**TASKS AND EXERCISES:**
1. Return the text of the passage on new parts of Parliament between "The Commissioner assesses" and "the public record.", inclusive, without any changes.
2. Using the passage on new parts of Parliament, say whether each statement agrees with it. Answer yes or no and quote the words that decide it. (a) The Parliamentary Board meets five times a year. (b) The chair of the Board comes from the governing party. (c) The Commissioner publishes its findings only after the government has reviewed them.
3. Rewrite the paragraph of the passage on new parts of Parliament that begins "The Commissioner assesses everything big enough" as a short list, keeping its main facts.

**SOURCE EXTRACT:**
Three new parts of Parliament. Not a new party. Not a new government. Just three additional tools that Parliament does not currently have — tools that would make it substantially better at dealing with big, long-range problems.
1. Long-Range National Resilience Commissioner
The first is an independent Long-Range Commissioner — a permanent, politically independent institution whose sole job is to assess what is coming at New Zealand over the next ten, thirty, and up to ninety years, and to say so publicly.
Think of it as a very long-range early warning service. In the private sector, long-range independent assessments already exist across many fields — structural engineering, insurance risk modelling, technology forecasting, demographic analysis, long-run market research. The Commissioner brings that same discipline to national governance. Its independence works exactly the way the Reserve Bank's independence works: no minister can tell it what to say, and no government can suppress what it finds.
The Commissioner assesses everything big enough to substantially affect the whole country across seven defined categories — risks, threats, and major shifts coming over the next three generations. The Alpine Fault. Ageing water infrastructure. Diesel and fertiliser supply chains that depend on one or two ships from the other side of the world. Demographic shifts that will drive massive changes in government spending. Unprecedented storms and wildfires. Tsunami risk. These are not hypotheticals — they are known, measurable, and currently unmanaged at the parliamentary level.
The Commissioner publishes its findings before the government has seen them. The government must respond publicly within ninety days. If they don't, that non-response is itself on the public record.
2. National Resilience Parliamentary Board
The second institution works hand-in-hand with the first. It is a cross-party Parliamentary Board that meets five times a year to examine the Commissioner's findings together — government and opposition in the same room, working from the same independently verified facts.
The chair is always from the opposition, fixed in statute, so no government can shut the Board down or soften what it surfaces. The Board maintains a public compliance register: every risk that was flagged, and whether the government acted on it. If they didn't, that is on the permanent record — visible to the public and the press.

**EXTRACTED MATERIAL:**
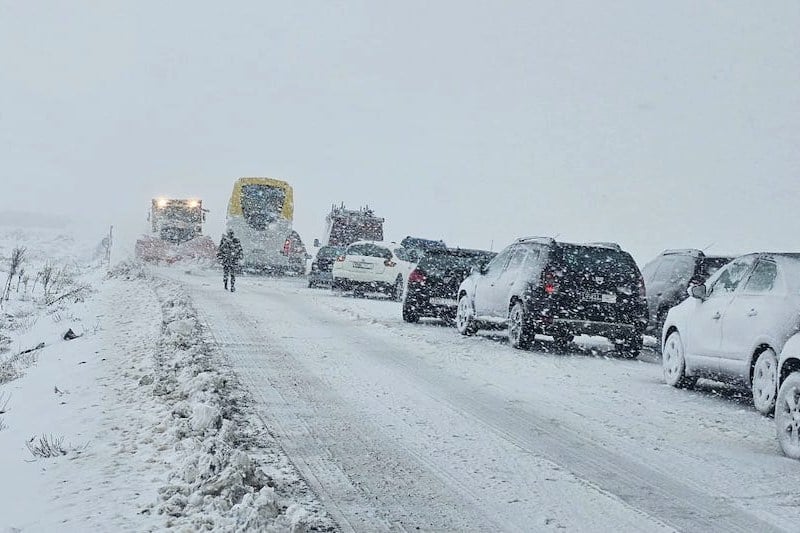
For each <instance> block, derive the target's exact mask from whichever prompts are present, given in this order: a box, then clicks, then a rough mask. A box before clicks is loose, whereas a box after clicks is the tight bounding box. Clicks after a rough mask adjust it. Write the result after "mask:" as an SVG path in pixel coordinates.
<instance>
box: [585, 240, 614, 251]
mask: <svg viewBox="0 0 800 533" xmlns="http://www.w3.org/2000/svg"><path fill="white" fill-rule="evenodd" d="M586 245H587V246H599V247H601V248H609V249H611V250H615V251H617V252H621V251H622V247H621V246H620V245H619V244H617V243H615V242H587V243H586Z"/></svg>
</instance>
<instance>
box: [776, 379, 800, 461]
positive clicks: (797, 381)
mask: <svg viewBox="0 0 800 533" xmlns="http://www.w3.org/2000/svg"><path fill="white" fill-rule="evenodd" d="M775 429H776V430H777V433H778V443H779V444H780V446H781V450H783V453H784V455H786V457H791V458H792V459H800V372H793V373H791V374H789V375H788V376H787V377H786V379H785V380H783V383H782V384H781V388H780V390H779V391H778V399H777V401H776V404H775Z"/></svg>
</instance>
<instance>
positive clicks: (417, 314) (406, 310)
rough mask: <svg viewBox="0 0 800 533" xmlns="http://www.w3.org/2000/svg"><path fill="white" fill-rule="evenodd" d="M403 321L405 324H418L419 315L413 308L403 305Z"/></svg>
mask: <svg viewBox="0 0 800 533" xmlns="http://www.w3.org/2000/svg"><path fill="white" fill-rule="evenodd" d="M403 320H404V321H405V322H408V323H409V324H416V323H417V322H419V313H418V312H417V310H416V309H415V308H414V307H412V306H410V305H408V304H405V303H404V304H403Z"/></svg>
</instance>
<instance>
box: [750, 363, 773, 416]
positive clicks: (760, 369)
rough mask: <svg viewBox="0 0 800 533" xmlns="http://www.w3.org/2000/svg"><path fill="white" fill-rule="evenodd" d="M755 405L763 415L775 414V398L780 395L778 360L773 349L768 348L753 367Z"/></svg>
mask: <svg viewBox="0 0 800 533" xmlns="http://www.w3.org/2000/svg"><path fill="white" fill-rule="evenodd" d="M751 389H752V391H753V405H754V406H755V408H756V411H758V412H759V413H761V414H762V415H771V414H773V413H774V412H775V398H776V396H777V395H778V358H777V357H776V356H775V352H774V351H773V350H772V349H771V348H767V349H766V350H764V351H763V352H761V353H760V354H758V358H757V359H756V363H755V365H754V366H753V381H752V383H751Z"/></svg>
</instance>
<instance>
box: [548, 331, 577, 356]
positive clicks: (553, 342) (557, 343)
mask: <svg viewBox="0 0 800 533" xmlns="http://www.w3.org/2000/svg"><path fill="white" fill-rule="evenodd" d="M574 338H575V337H574V336H573V335H565V334H563V333H555V334H553V348H555V350H556V351H559V352H565V351H567V348H569V343H571V342H572V340H573V339H574Z"/></svg>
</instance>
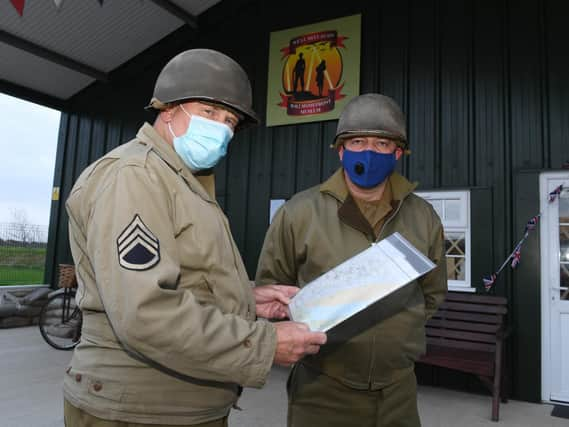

**RESULTS OF THE EXERCISE:**
1.
The Commissioner assesses everything big enough to substantially affect the whole country across seven defined categories — risks, threats, and major shifts coming over the next three generations. The Alpine Fault. Ageing water infrastructure. Diesel and fertiliser supply chains that depend on one or two ships from the other side of the world. Demographic shifts that will drive massive changes in government spending. Unprecedented storms and wildfires. Tsunami risk. These are not hypotheticals — they are known, measurable, and currently unmanaged at the parliamentary level.
The Commissioner publishes its findings before the government has seen them. The government must respond publicly within ninety days. If they don't, that non-response is itself on the public record.

2.
(a) Yes: "meets five times a year"
(b) No: "The chair is always from the opposition, fixed in statute"
(c) No: "The Commissioner publishes its findings before the government has seen them."

3.
The Commissioner assesses anything big enough to substantially affect the whole country. These risks, threats and major shifts fall across seven defined categories and span the next three generations. Examples include:
- the Alpine Fault
- aging water infrastructure
- diesel and fertilizer supply chains that depend on one or two ships from the other side of the world
- demographic shifts that will drive massive changes in government spending
- unprecedented storms and wildfires
- tsunami risk

None of these is hypothetical. All are known and measurable, and all are currently unmanaged at the parliamentary level.